Records from a pointing dataset

BEGIN

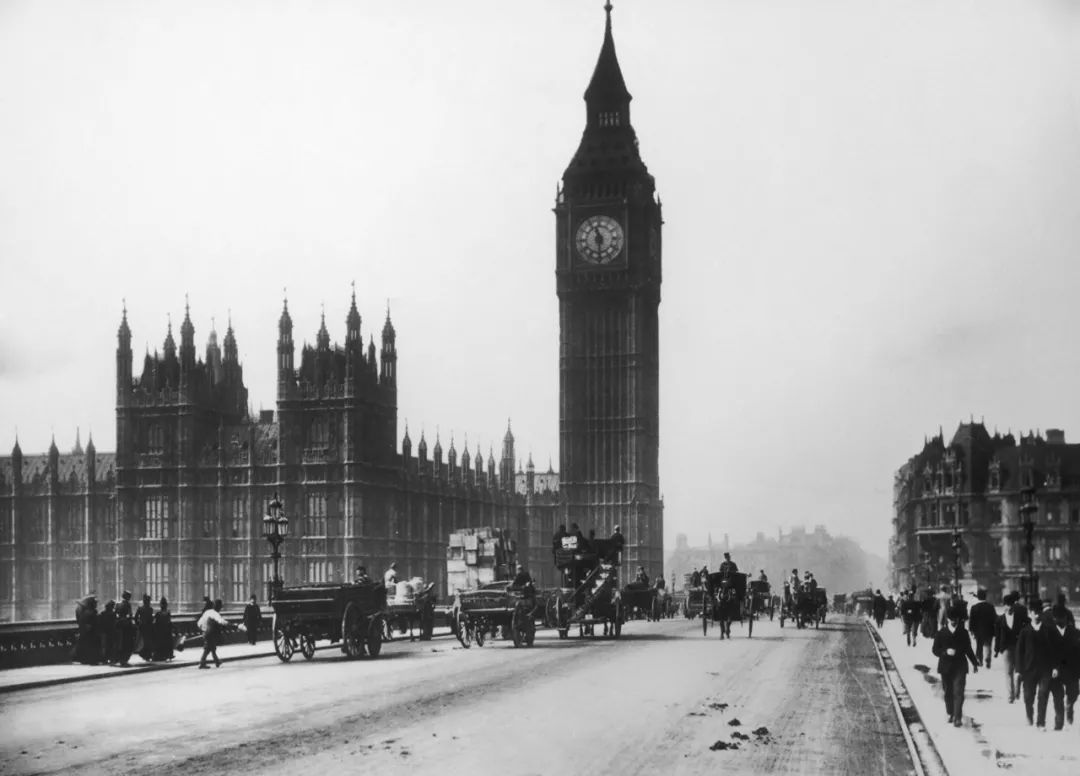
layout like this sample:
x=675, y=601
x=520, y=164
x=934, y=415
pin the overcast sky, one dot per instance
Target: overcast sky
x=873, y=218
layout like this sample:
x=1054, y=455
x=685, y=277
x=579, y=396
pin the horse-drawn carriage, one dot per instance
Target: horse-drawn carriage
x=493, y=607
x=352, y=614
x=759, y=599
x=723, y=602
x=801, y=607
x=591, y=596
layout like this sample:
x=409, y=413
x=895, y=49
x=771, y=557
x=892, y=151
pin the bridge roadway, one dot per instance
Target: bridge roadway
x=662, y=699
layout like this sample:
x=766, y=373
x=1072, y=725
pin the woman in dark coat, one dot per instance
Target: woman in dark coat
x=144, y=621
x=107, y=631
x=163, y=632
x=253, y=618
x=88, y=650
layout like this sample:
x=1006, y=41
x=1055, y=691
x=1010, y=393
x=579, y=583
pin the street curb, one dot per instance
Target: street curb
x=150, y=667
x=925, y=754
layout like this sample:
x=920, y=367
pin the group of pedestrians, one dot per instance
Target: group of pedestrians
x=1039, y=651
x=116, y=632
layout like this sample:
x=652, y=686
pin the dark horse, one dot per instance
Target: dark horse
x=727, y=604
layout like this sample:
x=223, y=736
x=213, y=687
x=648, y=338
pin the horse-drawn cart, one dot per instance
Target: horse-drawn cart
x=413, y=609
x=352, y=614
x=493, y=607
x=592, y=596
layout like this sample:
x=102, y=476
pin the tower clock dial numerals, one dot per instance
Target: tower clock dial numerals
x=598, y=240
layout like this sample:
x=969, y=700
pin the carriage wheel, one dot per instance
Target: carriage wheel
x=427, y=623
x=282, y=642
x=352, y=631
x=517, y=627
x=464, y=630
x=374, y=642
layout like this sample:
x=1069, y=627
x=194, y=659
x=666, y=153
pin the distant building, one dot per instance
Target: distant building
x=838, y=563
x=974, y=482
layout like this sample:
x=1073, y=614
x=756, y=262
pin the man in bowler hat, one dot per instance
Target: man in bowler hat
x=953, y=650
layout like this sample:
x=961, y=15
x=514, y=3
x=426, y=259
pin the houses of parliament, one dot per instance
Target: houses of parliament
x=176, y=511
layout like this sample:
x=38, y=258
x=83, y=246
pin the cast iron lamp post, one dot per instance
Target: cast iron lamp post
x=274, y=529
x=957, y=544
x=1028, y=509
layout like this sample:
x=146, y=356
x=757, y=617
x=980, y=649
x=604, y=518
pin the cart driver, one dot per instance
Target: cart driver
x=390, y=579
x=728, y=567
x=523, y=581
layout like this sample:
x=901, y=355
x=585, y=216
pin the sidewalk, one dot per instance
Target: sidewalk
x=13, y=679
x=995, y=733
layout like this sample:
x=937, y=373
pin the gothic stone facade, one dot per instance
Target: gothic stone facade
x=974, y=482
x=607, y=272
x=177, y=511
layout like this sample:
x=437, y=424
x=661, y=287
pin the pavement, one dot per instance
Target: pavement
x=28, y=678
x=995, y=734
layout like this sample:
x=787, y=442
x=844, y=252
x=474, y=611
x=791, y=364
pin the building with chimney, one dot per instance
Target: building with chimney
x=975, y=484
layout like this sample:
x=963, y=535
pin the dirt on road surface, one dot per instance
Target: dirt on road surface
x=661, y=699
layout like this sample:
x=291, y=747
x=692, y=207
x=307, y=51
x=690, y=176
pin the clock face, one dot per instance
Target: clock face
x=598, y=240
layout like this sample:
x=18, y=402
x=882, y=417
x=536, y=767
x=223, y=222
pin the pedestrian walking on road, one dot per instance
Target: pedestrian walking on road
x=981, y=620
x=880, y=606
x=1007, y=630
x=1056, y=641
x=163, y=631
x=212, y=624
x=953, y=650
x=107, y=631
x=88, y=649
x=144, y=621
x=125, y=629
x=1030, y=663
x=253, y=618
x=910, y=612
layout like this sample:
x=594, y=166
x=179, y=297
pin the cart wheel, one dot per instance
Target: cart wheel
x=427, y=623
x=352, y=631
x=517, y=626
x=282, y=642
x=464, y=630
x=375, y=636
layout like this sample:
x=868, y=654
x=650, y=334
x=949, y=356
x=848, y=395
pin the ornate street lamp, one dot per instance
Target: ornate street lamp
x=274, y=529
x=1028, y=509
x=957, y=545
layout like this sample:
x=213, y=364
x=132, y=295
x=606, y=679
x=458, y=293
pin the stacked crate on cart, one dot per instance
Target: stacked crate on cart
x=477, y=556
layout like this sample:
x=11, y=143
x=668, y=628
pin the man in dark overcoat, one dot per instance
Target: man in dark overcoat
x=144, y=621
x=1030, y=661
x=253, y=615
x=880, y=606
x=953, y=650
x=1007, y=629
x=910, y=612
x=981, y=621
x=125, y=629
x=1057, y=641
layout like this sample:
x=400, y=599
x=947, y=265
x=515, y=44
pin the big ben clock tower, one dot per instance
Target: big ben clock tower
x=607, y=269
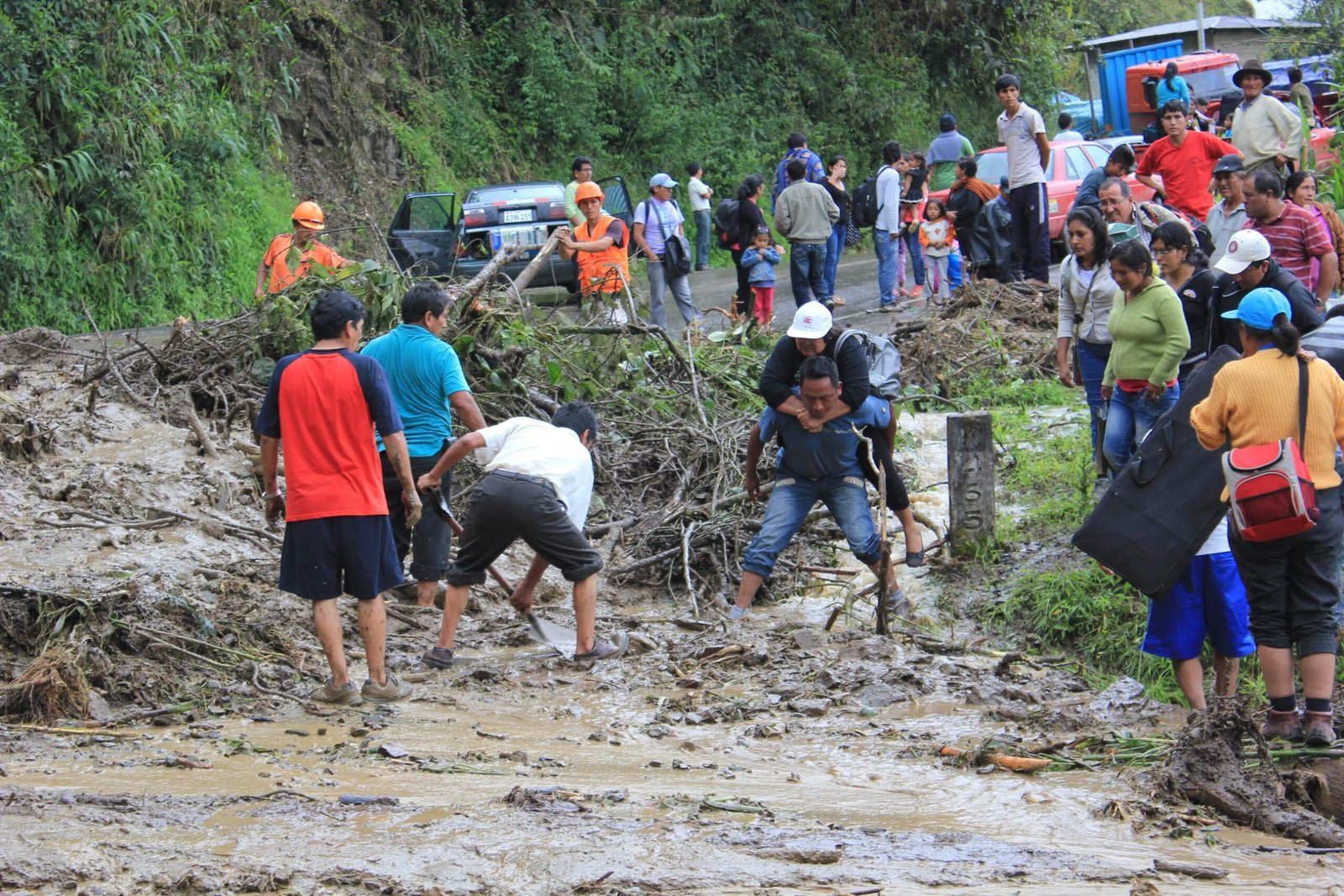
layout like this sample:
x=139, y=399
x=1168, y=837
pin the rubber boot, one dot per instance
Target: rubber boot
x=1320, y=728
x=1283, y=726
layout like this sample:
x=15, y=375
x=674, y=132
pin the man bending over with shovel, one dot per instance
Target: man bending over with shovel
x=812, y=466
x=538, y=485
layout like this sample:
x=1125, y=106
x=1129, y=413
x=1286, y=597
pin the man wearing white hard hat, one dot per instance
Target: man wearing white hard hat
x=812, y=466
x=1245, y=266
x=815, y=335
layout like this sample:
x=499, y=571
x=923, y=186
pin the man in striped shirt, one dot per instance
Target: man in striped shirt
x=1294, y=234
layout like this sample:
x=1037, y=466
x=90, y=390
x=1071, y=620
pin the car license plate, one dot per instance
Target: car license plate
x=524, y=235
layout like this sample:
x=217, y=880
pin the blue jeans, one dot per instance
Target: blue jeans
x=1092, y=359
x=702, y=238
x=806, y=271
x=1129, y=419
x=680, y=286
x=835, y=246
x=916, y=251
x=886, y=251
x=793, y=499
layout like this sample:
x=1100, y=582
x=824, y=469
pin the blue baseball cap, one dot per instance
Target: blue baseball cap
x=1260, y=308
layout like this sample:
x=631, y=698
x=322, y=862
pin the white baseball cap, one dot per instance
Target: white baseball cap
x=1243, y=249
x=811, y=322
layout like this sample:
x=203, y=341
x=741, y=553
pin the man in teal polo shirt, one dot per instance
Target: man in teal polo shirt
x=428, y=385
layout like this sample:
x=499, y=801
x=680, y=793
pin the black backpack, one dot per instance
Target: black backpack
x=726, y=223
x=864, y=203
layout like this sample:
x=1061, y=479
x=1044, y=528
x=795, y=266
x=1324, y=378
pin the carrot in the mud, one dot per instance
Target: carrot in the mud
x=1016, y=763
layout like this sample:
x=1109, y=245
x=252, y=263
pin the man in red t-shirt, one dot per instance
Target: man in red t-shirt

END

# [AIM]
Please rewrite all of the lines above, changing "one dot per instance" to "one point for each instance" wherever it occurs and keeping everything else the same. Leave the pictures out of your answer.

# [RESPONSE TO THIS EXERCISE]
layout like this sample:
x=675, y=601
x=520, y=164
x=934, y=415
pin the overcast sky, one point for each instance
Target: overcast sky
x=873, y=218
layout like this sample:
x=1054, y=455
x=685, y=277
x=579, y=396
pin the horse-drawn carriage, one point for each instance
Target: horse-drawn carriage
x=493, y=607
x=352, y=614
x=759, y=599
x=723, y=602
x=801, y=607
x=591, y=596
layout like this sample:
x=409, y=413
x=895, y=49
x=771, y=557
x=892, y=151
pin the bridge roadway, one point for each instance
Target: bridge roadway
x=662, y=699
layout like this sample:
x=766, y=373
x=1072, y=725
pin the woman in dark coat, one point for each instance
Target: woman in dark coat
x=144, y=621
x=107, y=631
x=163, y=632
x=253, y=618
x=88, y=650
layout like this sample:
x=1006, y=41
x=1055, y=691
x=1010, y=393
x=579, y=583
pin the street curb, one point for each instance
Target: street curb
x=150, y=667
x=925, y=754
layout like this sample:
x=920, y=367
pin the group of pedestrians, one point for each instance
Target: group of pedestrians
x=1039, y=651
x=116, y=632
layout like this sample:
x=652, y=686
pin the dark horse, one point for each instance
Target: dark horse
x=727, y=604
layout like this sample:
x=223, y=736
x=213, y=687
x=648, y=338
pin the horse-drawn cart, one point for each instance
Target: horse-drawn cart
x=413, y=609
x=352, y=614
x=493, y=607
x=592, y=596
layout like this sample:
x=102, y=476
pin the tower clock dial numerals, one point for each instance
Target: tower clock dial numerals
x=598, y=240
layout like this sample:
x=969, y=700
pin the carriage wheel, one point for each instance
Target: carriage wheel
x=427, y=623
x=282, y=642
x=352, y=631
x=517, y=627
x=464, y=630
x=374, y=642
layout like this sample:
x=1069, y=627
x=194, y=659
x=666, y=153
pin the distant building, one point for each instance
Target: distant building
x=838, y=563
x=974, y=482
layout like this sample:
x=1073, y=614
x=756, y=262
pin the man in bowler hat, one point for each instance
Target: man in bowler hat
x=953, y=650
layout like this sample:
x=961, y=15
x=514, y=3
x=426, y=259
pin the houses of parliament, one point for each instance
Target: houses of parliament
x=176, y=511
layout like this sample:
x=38, y=258
x=83, y=246
pin the cast iron lamp post, one point for each instance
Target: cast iron lamp post
x=274, y=529
x=957, y=544
x=1028, y=509
layout like this sample:
x=146, y=356
x=757, y=617
x=980, y=649
x=604, y=518
pin the cart driver, one point for each instance
Target: cart driver
x=390, y=579
x=728, y=567
x=523, y=581
layout like this sample:
x=901, y=355
x=585, y=216
pin the sidewalk, one point for each instance
Target: sidewalk
x=13, y=679
x=995, y=733
layout like this sample:
x=937, y=373
pin the gothic stone facade, one point for each instance
Target: gothic stone facade
x=974, y=482
x=607, y=272
x=177, y=511
layout like this sample:
x=437, y=424
x=661, y=287
pin the pavement, one point for each instance
Target: pavement
x=28, y=678
x=995, y=734
layout like this sample:
x=787, y=442
x=844, y=252
x=474, y=611
x=791, y=364
pin the building with chimney, one point for each instance
Target: building with chimney
x=975, y=484
layout like this sample:
x=963, y=535
pin the dirt on road surface, one point for each instance
Target: dirt on road surface
x=661, y=699
layout like this sample:
x=291, y=747
x=692, y=207
x=307, y=51
x=690, y=176
pin the clock face, one point for each instance
Target: clock face
x=598, y=240
layout like this sample:
x=18, y=402
x=882, y=417
x=536, y=767
x=223, y=222
pin the pedestrian walking on road, one point for each instance
Target: pedestrian walking on road
x=981, y=620
x=880, y=606
x=1007, y=630
x=1056, y=641
x=163, y=631
x=212, y=624
x=953, y=650
x=107, y=631
x=88, y=649
x=144, y=621
x=125, y=629
x=1030, y=663
x=253, y=618
x=910, y=612
layout like this sample:
x=594, y=166
x=179, y=297
pin the cart wheel, one point for each instance
Target: cart wheel
x=427, y=623
x=352, y=631
x=517, y=626
x=282, y=642
x=464, y=630
x=375, y=636
layout like this sample:
x=868, y=654
x=650, y=334
x=949, y=356
x=848, y=395
pin the ornate street lamp, one point for each instance
Target: ornate street lamp
x=274, y=529
x=1028, y=509
x=957, y=545
layout like this sample:
x=213, y=364
x=132, y=295
x=606, y=679
x=458, y=293
pin the stacked crate on cart, one point for each instance
Target: stacked crate on cart
x=477, y=556
layout like this sample:
x=11, y=143
x=668, y=628
pin the man in dark overcoat, one point for each instance
Target: man in dark overcoat
x=144, y=621
x=1030, y=661
x=253, y=615
x=880, y=606
x=953, y=650
x=1007, y=629
x=910, y=612
x=981, y=621
x=125, y=629
x=1057, y=641
layout like this sample:
x=400, y=599
x=947, y=265
x=515, y=44
pin the big ben clock tower, one point for each instance
Target: big ben clock tower
x=607, y=269
layout like this sample:
x=139, y=399
x=1168, y=837
pin the rubber boot, one point for each instance
Target: rubber boot
x=1320, y=728
x=1283, y=726
layout like this sample:
x=15, y=375
x=674, y=132
pin the man bending over with shovel, one point for each instance
Target: man bending over with shovel
x=812, y=466
x=538, y=485
layout like this sample:
x=1125, y=106
x=1129, y=413
x=1286, y=597
pin the man wearing white hard hat, one point for each instance
Target: man wearing white hard hat
x=812, y=466
x=1245, y=266
x=815, y=335
layout like this sample:
x=499, y=571
x=923, y=186
pin the man in striped shirt, one point for each instance
Target: man in striped shirt
x=1294, y=234
layout like this sample:
x=1037, y=466
x=90, y=390
x=1071, y=620
pin the car license plate, one point for each instance
Target: car license plate
x=524, y=235
layout like this sample:
x=217, y=880
pin the blue jeans, one point for each instance
Target: blue jeans
x=1092, y=359
x=702, y=238
x=806, y=271
x=1129, y=419
x=680, y=286
x=835, y=246
x=916, y=251
x=886, y=251
x=793, y=499
layout like this sample:
x=1100, y=582
x=824, y=469
pin the blue baseball cap, one point for each instance
Target: blue baseball cap
x=1260, y=308
layout like this sample:
x=631, y=698
x=322, y=862
pin the white baseball cap, one point for each instance
Target: white baseball cap
x=1243, y=249
x=811, y=322
layout like this sample:
x=203, y=341
x=741, y=553
pin the man in teal polo shirt, one point for each instance
Target: man in teal polo shirt
x=428, y=385
layout like this sample:
x=499, y=801
x=680, y=793
pin the black backpack, one point for each instance
Target: black backpack
x=726, y=223
x=864, y=203
layout like this sample:
x=1061, y=479
x=1044, y=528
x=795, y=266
x=1324, y=378
pin the carrot in the mud, one point for each instance
Target: carrot in the mud
x=1016, y=763
layout like this sample:
x=1109, y=245
x=252, y=263
pin the man in red t-shirt, one point for each instance
Target: man in red t-shirt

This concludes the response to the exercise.